AIM OF THE TASK:
Copy the rows below line for line, with no changes.

Excerpts of pointing data
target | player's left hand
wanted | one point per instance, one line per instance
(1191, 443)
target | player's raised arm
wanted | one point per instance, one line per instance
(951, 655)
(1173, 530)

THE SOLUTION:
target | player's left hand
wanted | one point per instance, one line per instance
(1191, 443)
target | player's raised arm
wanted | one point per instance, one line per instance
(951, 655)
(1173, 530)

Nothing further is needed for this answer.